» Source
━━━━━━━━━━━━━━━━━━━━━━━━━━━━━━

A Ribbon of Fantasy

Much to the surprise of most of those who know me well, I did not opt to study a writing or language-based subject at university. This contradicted my educational choices thus far, and was in hindsight quite reckless given that those are the only subjects that I know that I can do. Whilst I love my course, I am yet to excel in it as I would like to.

‘You have never studied any of the subjects in PPE in any depth,’ my mum consoles me, as yet another disappointing essay mark materialises on my computer screen.

‘You will have to give yourself time to learn the skills for those subjects. It is a different type of writing to what you are familiar with; you must stop giving solely your opinion. Write as though you have made up your mind using the reading. Use facts more.’

I’ve never been a facts advocate; I have never really had to be. I love studying French because it gives me another medium of expression, and permits me to understand the formation of my mother tongue (and sounds quite sexy). I love reading because sometimes I will encounter a phrase whose words align so deliciously that they tremor like breath on my skin. I love writing because if I have too many thoughts they grind a spark in my head and I must dispense them unto something tangible for relief.

━━━━━━━━━━━━━━━━━━━━━━━━━━━━━━

» Given information
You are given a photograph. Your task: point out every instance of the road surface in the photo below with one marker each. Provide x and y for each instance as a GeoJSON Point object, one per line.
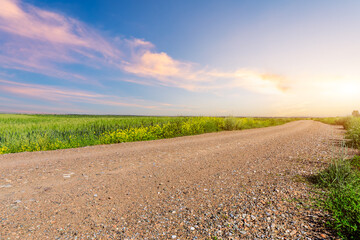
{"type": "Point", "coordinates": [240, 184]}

━━━━━━━━━━━━━━━━━━━━━━━━━━━━━━

» Request 1
Say whether each statement agrees with the essay about studying PPE. Answer yes or no for each, quoting the words of the essay that decide it.
(a) The writer chose a writing or language-based subject at university.
(b) The writer's mum advises using facts more.
(c) The writer enjoys studying French.
» Request 2
According to the essay about studying PPE, what does the writer's mum say the writer must stop doing?

» Final answer 1
(a) No: "I did not opt to study a writing or language-based subject at university."
(b) Yes: "Use facts more."
(c) Yes: "I love studying French because it gives me another medium of expression."

» Final answer 2
Giving solely their own opinion.